**Supplied text**
-- BEGIN --

Product support expenses increased by $486,000, or 11%, for the nine months ended September 30, 2003, primarily due to the costs associated with our Wealth Management Division, which was acquired in July 2002. Partially offsetting this increase was lower third party support fees as the Company has begun to handle more support matters with its own resources.
Service expenses increased by $2.0 million, or 14%, during the nine months ended September 30, 2003, as compared to the nine months ended September 30, 2002. The primary reason for the increase in service expenses is due to less deferral of expenses related to the implementation of the outsourcing solution as well as the costs associated with the Wealth Management Division. Service margins for the nine months ended September 30, 2003, were 19%, compared to 42% in the nine months ended September 30, 2002. The primary causes for the drop in the service margin were lower utilization rates of internal resources and lower margins related to certain outsourcing projects that are being recognized over the estimated customer life when compared to the same period ended September 30, 2002.
Processing expenses decreased $203,000, or 2%, in the first nine months of 2003, as compared to the same period in 2002. This decrease is attributable to lower third party processing fees and maintenance costs related to outside vendors. The addition of the Wealth Management Division partially offset these reductions. The gross margin relative to processing was 13% during the nine months ended September 30, 2003, as compared to 11% during the same period in 2002.
Sales and marketing expenses increased by $653,000, or 7%, in the nine months ended September 30, 2003, compared to 2002. This increase is primarily due to the addition of the Wealth Management Division expenses. This was partially offset by lower commissions paid to third party partners as well as lower travel expenses.
General, administrative and other expenses increased by $606,000, or 7%, in 2003 primarily due to the Wealth Management Division expenses. These were partially offset by a decrease in bad debt and legal expense in the first nine months of 2003 compared to the same period in 2002.

-- END --

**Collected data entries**
-- BEGIN --

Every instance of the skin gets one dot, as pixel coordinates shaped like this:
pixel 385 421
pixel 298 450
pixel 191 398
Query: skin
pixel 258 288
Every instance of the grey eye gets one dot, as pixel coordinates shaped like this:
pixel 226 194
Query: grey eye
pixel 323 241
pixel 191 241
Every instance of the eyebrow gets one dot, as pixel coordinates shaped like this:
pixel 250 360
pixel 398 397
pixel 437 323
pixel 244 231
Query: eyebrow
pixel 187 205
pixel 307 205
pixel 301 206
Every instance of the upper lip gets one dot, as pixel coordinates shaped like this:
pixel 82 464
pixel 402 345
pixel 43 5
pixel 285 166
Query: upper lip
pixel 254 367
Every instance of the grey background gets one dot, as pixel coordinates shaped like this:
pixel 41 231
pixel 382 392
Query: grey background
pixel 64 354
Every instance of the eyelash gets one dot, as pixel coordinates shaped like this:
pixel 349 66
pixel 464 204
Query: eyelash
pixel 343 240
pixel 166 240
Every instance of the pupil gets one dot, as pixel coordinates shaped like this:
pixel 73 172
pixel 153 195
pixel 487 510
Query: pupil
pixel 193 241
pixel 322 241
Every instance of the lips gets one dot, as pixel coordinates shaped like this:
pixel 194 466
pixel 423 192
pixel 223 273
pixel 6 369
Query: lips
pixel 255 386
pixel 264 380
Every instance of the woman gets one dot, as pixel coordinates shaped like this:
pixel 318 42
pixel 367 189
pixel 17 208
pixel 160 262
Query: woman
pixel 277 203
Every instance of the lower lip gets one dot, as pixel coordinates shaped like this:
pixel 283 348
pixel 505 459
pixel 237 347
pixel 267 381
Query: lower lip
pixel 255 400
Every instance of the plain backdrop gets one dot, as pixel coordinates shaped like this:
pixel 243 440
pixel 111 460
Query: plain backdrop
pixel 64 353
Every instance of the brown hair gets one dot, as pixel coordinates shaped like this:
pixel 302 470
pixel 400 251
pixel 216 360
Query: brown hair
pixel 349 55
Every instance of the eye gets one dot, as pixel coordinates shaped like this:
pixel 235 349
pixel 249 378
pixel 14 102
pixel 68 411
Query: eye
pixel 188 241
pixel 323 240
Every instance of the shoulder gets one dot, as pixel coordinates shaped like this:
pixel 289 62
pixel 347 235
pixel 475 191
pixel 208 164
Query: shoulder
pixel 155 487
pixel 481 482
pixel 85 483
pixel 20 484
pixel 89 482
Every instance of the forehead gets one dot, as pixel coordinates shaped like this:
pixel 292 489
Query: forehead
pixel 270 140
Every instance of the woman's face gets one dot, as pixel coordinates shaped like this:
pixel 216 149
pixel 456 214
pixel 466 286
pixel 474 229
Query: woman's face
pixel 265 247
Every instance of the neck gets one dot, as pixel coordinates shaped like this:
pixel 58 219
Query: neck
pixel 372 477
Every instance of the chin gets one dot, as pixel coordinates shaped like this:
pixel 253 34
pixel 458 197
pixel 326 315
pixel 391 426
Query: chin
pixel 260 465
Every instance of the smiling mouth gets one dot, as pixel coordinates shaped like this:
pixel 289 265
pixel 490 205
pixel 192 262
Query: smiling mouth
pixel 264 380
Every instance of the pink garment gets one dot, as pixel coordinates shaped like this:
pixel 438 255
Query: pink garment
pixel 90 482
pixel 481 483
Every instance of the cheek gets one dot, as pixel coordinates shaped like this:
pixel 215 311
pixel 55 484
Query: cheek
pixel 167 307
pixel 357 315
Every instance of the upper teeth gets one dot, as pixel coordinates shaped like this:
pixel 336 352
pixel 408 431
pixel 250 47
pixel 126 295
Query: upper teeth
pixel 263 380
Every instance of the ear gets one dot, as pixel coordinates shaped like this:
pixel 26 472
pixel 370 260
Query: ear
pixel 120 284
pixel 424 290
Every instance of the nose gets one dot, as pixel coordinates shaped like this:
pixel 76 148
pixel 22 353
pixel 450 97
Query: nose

-- END --

**Actions to take**
• A. Summarize the expense text in two sentences.
• B. Reproduce the portion of the expense text starting at "Processing expenses decreased" and ending at "lower travel expenses.", renaming "third party" as "external".
The listing is separate material from the expense text.

**Task-by-task results**
• A. For the nine months ended September 30, 2003, product support, service, sales and marketing, and general, administrative and other expenses rose, largely because of costs tied to the Wealth Management Division acquired in July 2002. Processing expenses fell 2% on lower third party processing fees and maintenance costs, and the processing gross margin rose from 11% to 13% while service margins dropped from 42% to 19%.

• B.
Processing expenses decreased $203,000, or 2%, in the first nine months of 2003, as compared to the same period in 2002. This decrease is attributable to lower external processing fees and maintenance costs related to outside vendors. The addition of the Wealth Management Division partially offset these reductions. The gross margin relative to processing was 13% during the nine months ended September 30, 2003, as compared to 11% during the same period in 2002.
Sales and marketing expenses increased by $653,000, or 7%, in the nine months ended September 30, 2003, compared to 2002. This increase is primarily due to the addition of the Wealth Management Division expenses. This was partially offset by lower commissions paid to external partners as well as lower travel expenses.